» DOCUMENT:
** BEGIN **
The South Bay’s largest employing sector, Professional & Business Services, which employs 21% of the total workforce, grew 2.7% year-over-year, an addition of 6,500 new positions. The Manufacturing sector, the South Bay’s second largest industry in terms of total employment, increased 3.2% from October 2018 to October 2019, an addition of 5,600 new jobs. The South Bay was the only Northern California metro area to experience positive growth in the Manufacturing sector.

The only industry to record declining employment growth in the South Bay is the Logistics sector, a trend that began in early 2019. While this industry makes up the smallest share of the South Bay labor market, it has shed 4,100 jobs since the decline began. However, it is important to note that employment growth in this industry is relatively volatile, and swings of 8% in either direction are not uncommon.

Home Prices Contract; Ownership Still Out Of Reach For Most

While the median price of an existing single-family home in the South Bay surpassed its pre-recession peak in the fourth quarter of 2015 and soared 36% above that level in the first quarter of 2018, prices have since retreated and continue to trend down. From the third quarter of 2018 to the third quarter of 2019, the median price of an existing single-family home in the South Bay decreased by 3.0% to $883,000. This represents a substantial reversal of trend from the near double-digit average annual price growth experienced in the region following the recession. The East Bay (-0.6%) was the only other major metro area to record negative home price growth in the third quarter of 2019.
** END **
» THE PROBLEM:
Update the section of the South Bay economy text from "The only industry" to "are not uncommon." so that "Transportation" replaces "Logistics", and write out that section again. The data after this point come from a separate source.

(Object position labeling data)
** BEGIN **
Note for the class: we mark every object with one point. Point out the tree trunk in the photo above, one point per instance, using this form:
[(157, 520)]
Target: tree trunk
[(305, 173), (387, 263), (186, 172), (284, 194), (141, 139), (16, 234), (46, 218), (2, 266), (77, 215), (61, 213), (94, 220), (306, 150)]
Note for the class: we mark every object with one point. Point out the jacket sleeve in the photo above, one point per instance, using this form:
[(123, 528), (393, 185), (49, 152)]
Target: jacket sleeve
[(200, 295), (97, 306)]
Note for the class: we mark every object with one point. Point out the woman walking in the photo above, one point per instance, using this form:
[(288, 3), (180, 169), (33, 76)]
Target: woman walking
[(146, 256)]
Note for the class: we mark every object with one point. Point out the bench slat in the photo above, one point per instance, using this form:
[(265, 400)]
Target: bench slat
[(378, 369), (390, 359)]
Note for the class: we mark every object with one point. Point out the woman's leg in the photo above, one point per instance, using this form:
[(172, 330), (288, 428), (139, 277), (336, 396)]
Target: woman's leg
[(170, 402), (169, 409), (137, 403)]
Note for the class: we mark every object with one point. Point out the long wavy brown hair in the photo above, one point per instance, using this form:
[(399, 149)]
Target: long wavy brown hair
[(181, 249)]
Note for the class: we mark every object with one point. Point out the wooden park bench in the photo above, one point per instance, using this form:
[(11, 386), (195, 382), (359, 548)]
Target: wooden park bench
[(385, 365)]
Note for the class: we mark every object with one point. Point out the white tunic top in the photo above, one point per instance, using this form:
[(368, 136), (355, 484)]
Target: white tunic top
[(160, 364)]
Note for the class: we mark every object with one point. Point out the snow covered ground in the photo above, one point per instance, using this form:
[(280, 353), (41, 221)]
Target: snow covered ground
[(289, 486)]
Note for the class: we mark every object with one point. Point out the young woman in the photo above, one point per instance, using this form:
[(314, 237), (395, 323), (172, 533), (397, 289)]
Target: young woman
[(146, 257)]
** END **
» CORRECT ANSWER:
The only industry to record declining employment growth in the South Bay is the Transportation sector, a trend that began in early 2019. While this industry makes up the smallest share of the South Bay labor market, it has shed 4,100 jobs since the decline began. However, it is important to note that employment growth in this industry is relatively volatile, and swings of 8% in either direction are not uncommon.